____ Task inputs

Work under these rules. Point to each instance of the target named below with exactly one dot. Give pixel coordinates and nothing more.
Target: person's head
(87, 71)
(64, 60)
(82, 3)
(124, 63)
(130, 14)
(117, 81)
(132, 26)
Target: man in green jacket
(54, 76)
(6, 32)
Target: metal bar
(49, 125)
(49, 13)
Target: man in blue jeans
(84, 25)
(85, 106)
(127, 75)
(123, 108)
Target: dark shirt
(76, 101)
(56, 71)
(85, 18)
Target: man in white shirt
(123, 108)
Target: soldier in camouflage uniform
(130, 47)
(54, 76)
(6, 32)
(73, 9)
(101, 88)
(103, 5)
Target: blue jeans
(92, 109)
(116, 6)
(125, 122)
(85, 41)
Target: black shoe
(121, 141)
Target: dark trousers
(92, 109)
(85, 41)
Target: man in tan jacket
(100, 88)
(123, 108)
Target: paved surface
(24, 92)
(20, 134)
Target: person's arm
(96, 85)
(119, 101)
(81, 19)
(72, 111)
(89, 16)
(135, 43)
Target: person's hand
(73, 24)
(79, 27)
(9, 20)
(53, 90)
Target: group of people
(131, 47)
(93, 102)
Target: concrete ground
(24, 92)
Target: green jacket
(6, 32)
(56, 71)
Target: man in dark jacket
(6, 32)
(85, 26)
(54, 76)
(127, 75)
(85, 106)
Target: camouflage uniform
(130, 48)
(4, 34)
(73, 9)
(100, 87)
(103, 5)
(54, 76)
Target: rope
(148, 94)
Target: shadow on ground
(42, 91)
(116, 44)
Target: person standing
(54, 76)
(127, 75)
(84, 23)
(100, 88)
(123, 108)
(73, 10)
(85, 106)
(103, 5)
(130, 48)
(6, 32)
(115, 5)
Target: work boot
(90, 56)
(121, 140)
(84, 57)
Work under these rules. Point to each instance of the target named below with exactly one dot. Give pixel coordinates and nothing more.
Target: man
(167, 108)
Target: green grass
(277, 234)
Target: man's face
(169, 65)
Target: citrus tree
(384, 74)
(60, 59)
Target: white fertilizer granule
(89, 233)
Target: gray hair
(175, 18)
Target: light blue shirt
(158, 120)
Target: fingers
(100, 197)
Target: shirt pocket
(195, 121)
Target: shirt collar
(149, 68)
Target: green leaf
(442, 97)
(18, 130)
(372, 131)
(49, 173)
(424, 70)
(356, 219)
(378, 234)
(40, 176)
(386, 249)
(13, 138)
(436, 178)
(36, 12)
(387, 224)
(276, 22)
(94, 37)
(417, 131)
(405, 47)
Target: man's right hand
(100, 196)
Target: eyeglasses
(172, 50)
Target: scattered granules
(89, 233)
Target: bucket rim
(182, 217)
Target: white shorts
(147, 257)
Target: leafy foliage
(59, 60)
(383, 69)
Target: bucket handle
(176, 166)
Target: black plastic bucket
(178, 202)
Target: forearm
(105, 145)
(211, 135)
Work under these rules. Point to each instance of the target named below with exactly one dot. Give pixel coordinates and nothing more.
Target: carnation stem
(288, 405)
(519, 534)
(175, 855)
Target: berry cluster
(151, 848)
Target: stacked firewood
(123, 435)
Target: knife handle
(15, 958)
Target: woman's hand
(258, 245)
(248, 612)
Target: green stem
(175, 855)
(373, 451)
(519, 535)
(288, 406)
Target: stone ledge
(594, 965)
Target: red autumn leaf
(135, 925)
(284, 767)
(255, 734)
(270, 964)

________

All of the data needs to be repeated exactly.

■ Answer for the task:
Work under these rules. Point to each instance of the target named below with exactly one dot. Give pixel coordinates and nothing more.
Target: person's head
(87, 71)
(64, 60)
(82, 3)
(124, 63)
(130, 14)
(117, 81)
(132, 26)
Target: man in green jacket
(54, 76)
(6, 32)
Target: metal bar
(49, 125)
(49, 13)
Target: man in blue jeans
(84, 25)
(85, 106)
(127, 75)
(123, 108)
Target: dark shirt
(76, 101)
(56, 71)
(85, 18)
Target: man in white shirt
(123, 108)
Target: soldier in camouflage uniform
(130, 47)
(54, 76)
(6, 32)
(73, 9)
(101, 88)
(103, 5)
Target: blue jeans
(92, 109)
(116, 6)
(125, 122)
(85, 41)
Target: black shoe
(121, 141)
Target: dark trousers
(92, 109)
(85, 41)
Target: man in tan jacket
(100, 88)
(123, 108)
Target: paved surface
(24, 92)
(20, 134)
Target: person's arm
(96, 85)
(119, 101)
(81, 19)
(72, 111)
(89, 16)
(135, 43)
Target: person's hand
(73, 24)
(79, 27)
(9, 20)
(53, 90)
Target: group of people
(131, 47)
(93, 102)
Target: concrete ground
(24, 92)
Target: green jacket
(6, 32)
(56, 71)
Target: man in dark jacket
(6, 32)
(85, 26)
(54, 76)
(127, 75)
(85, 106)
Target: camouflage uniform
(130, 48)
(4, 34)
(73, 9)
(100, 87)
(103, 5)
(54, 76)
Target: rope
(148, 94)
Target: shadow on ground
(42, 91)
(116, 44)
Target: person standing
(54, 76)
(127, 75)
(84, 23)
(100, 88)
(123, 108)
(73, 10)
(85, 106)
(103, 5)
(130, 48)
(6, 32)
(115, 5)
Target: work boot
(90, 56)
(121, 140)
(84, 57)
Work under these rules. Point to each instance of the target named below with exactly one dot. Give pixel coordinates and nothing more.
Target: man
(167, 108)
Target: green grass
(277, 234)
Target: man's face
(169, 65)
Target: citrus tree
(384, 74)
(60, 59)
Target: white fertilizer granule
(89, 233)
Target: gray hair
(175, 18)
Target: light blue shirt
(158, 120)
Target: fingers
(100, 197)
Target: shirt pocket
(195, 121)
Target: shirt collar
(149, 68)
Target: green leaf
(442, 97)
(18, 130)
(372, 131)
(49, 173)
(424, 70)
(356, 219)
(378, 234)
(40, 176)
(386, 249)
(13, 138)
(436, 178)
(36, 12)
(387, 224)
(276, 22)
(94, 37)
(417, 131)
(405, 47)
Target: man's right hand
(100, 196)
Target: eyeglasses
(172, 50)
Target: scattered granules
(89, 233)
Target: bucket rim
(182, 217)
Target: white shorts
(147, 257)
Target: leafy foliage
(59, 60)
(383, 69)
Target: bucket handle
(176, 166)
Target: black plastic bucket
(178, 202)
Target: forearm
(105, 145)
(211, 135)
Work under these rules. Point to each instance of the target named below with exactly one dot. Give pixel coordinates and nothing more.
Target: carnation stem
(288, 405)
(519, 534)
(175, 855)
Target: berry cluster
(151, 848)
Target: stacked firewood
(123, 435)
Target: knife handle
(15, 958)
Target: woman's hand
(258, 245)
(248, 612)
Target: green stem
(175, 855)
(373, 451)
(519, 535)
(288, 406)
Target: stone ledge
(594, 965)
Target: red autumn leaf
(135, 925)
(284, 767)
(255, 734)
(270, 964)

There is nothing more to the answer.